— Text shown —
▼
Dismissing the appeal on both grounds, the Supreme Court:

Held, I.—As regards the first ground in connection with the finding of negligence and contributory negligence, (supra):

(1) It is well established that, when the Court has to ascribe or not liability for the damage to more than one person regard must be had not only to the causative potency of the acts or omissions of each party, but also to-their relative blameworthiness.

(2) It seems clear to us that the appellant had no right to enter the main road at all, unless he was satisfied that it was safe for him (and for other users of the road) to do so, and once he has entered it, he had no right to proceed further across the cross-roads without any warning at all and without taking the utmost care to make sure that no one was on the road. There is no doubt that the act of driving into the main road without any warning at all was an act in a high degree potently causative of the collision and of the resulting injuries sustained by the plaintiff (respondent).
▲
— Set of tasks —
1. Do these statements agree with the court ruling on the road collision? Answer yes or no for each, quoting the words of the ruling that decide it.
(a) The Supreme Court allowed the appeal on one of its two grounds.
(b) Driving into the main road without warning was treated as strongly causative of the collision.
(c) The plaintiff in the case was the appellant.
2. Can you write the next part of the court ruling on the road collision, picking up after its final sentence?

— Record set —
▼
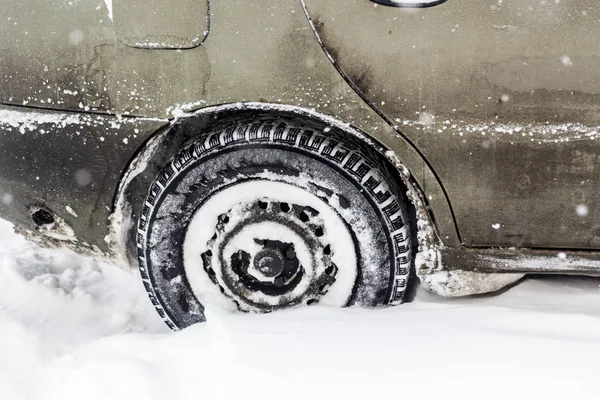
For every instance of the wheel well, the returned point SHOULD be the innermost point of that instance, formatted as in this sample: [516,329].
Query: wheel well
[162,146]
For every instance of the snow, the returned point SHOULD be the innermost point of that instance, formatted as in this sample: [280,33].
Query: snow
[74,329]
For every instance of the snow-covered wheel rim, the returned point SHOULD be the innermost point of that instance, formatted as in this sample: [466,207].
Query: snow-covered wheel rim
[222,215]
[266,245]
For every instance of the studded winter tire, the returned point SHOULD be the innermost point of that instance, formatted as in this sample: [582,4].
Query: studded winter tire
[267,214]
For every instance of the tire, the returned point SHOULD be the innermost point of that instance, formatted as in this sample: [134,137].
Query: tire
[267,214]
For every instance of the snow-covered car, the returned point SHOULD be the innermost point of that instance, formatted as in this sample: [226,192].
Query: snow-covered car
[258,155]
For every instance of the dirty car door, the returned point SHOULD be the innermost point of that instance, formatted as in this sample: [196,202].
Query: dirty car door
[501,97]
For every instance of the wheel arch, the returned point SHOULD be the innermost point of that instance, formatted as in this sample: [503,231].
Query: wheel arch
[165,143]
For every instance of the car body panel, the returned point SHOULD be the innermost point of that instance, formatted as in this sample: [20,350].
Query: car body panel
[69,164]
[159,24]
[502,99]
[265,53]
[69,60]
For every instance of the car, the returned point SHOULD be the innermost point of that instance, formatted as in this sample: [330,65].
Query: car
[256,156]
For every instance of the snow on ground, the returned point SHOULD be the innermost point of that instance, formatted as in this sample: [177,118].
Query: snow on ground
[74,329]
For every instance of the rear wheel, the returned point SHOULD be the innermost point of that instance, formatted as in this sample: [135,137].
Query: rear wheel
[269,214]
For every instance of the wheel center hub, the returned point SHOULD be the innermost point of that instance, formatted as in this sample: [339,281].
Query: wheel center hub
[269,263]
[249,263]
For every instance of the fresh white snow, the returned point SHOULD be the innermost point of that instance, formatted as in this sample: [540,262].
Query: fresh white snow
[75,329]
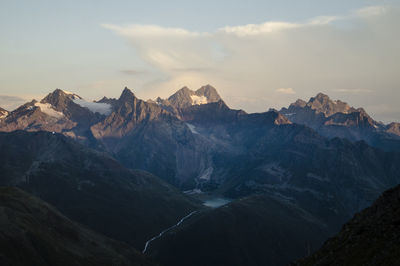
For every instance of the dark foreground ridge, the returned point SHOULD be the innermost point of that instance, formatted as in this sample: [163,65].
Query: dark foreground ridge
[372,237]
[35,233]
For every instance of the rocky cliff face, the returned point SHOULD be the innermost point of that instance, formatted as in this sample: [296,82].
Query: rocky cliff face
[338,119]
[370,238]
[3,113]
[90,187]
[393,128]
[35,233]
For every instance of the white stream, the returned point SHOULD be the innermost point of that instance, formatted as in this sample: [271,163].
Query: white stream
[166,230]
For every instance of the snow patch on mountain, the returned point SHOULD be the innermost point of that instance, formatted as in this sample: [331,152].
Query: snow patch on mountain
[3,114]
[206,174]
[101,108]
[197,100]
[49,110]
[192,128]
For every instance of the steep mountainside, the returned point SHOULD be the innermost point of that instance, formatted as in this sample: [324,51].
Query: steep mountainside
[328,180]
[90,187]
[34,233]
[60,111]
[186,98]
[338,119]
[259,230]
[142,135]
[3,113]
[393,128]
[372,237]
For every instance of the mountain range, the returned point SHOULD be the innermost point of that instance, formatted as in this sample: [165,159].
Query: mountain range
[130,169]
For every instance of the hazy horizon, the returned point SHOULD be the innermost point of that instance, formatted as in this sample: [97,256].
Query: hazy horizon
[258,56]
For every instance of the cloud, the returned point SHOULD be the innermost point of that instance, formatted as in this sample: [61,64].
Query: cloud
[11,102]
[132,72]
[286,91]
[371,11]
[354,91]
[354,50]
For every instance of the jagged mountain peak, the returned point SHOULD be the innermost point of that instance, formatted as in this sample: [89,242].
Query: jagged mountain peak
[127,95]
[321,103]
[58,96]
[3,113]
[186,97]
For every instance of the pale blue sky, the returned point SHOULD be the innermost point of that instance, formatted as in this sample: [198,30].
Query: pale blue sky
[62,44]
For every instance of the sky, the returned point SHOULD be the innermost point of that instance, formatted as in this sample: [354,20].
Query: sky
[257,54]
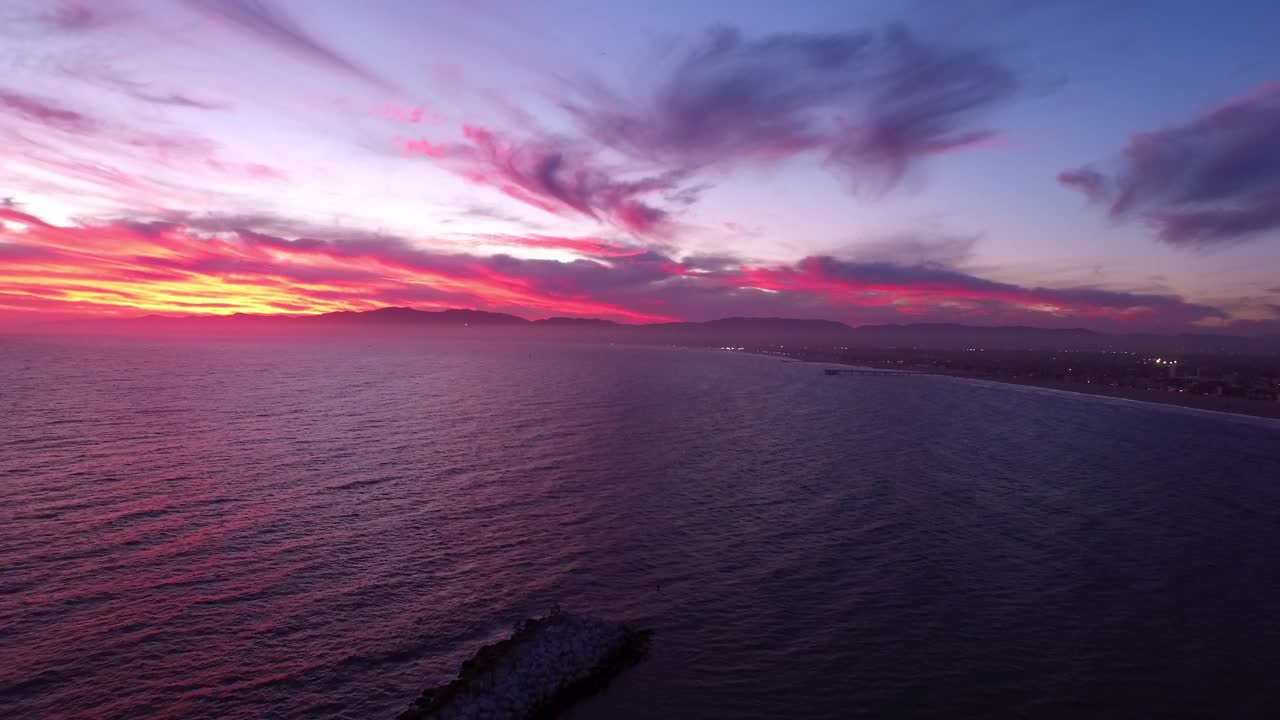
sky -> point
(1057, 163)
▲
— Answers to the exercises —
1.
(a) No: "Dismissing the appeal on both grounds"
(b) Yes: "the act of driving into the main road without any warning at all was an act in a high degree potently causative of the collision"
(c) No: "the plaintiff (respondent)"

2.
(3) The trial Court found that the appellant-defendant was at fault and was wholly to blame for the accident, and we are not prepared to say otherwise because in our view the respondent-plaintiff in the light of the evidence, could not have contributed to this accident. We therefore dismiss the appellant’s complaint that the trial Court was wrong in not finding the respondent-plaintiff guilty of contributory negligence.

Held, II.—As regards the second ground to the effect that the award of general damages (£8,500), supra, was manifestly excessive:

(1) It has been laid down that the compensation to be awarded should be a fair and reasonable compensation, and the Court must not attempt to give damages to the full amount of a perfect compensation in money. Allowance, of course, must be made for contingencies which might upset the plaintiff’s future prospects, such as illness, accident, etc., and for the fact that compensation is paid at once in a lump sum so that it can be invested and the interest used at once, whereas his earnings would have been spread over a period of many years (see Fletcher v. Autocar and Transporters Ltd. [1968] 2 W.L.R. 743). [*69]

(2) (a) In the present case, the respondent-plaintiff a young man of 32 years of age, working as a messenger in the employment of the National and Grindlays Bank at the monthly salary of £50, received serious injuries…..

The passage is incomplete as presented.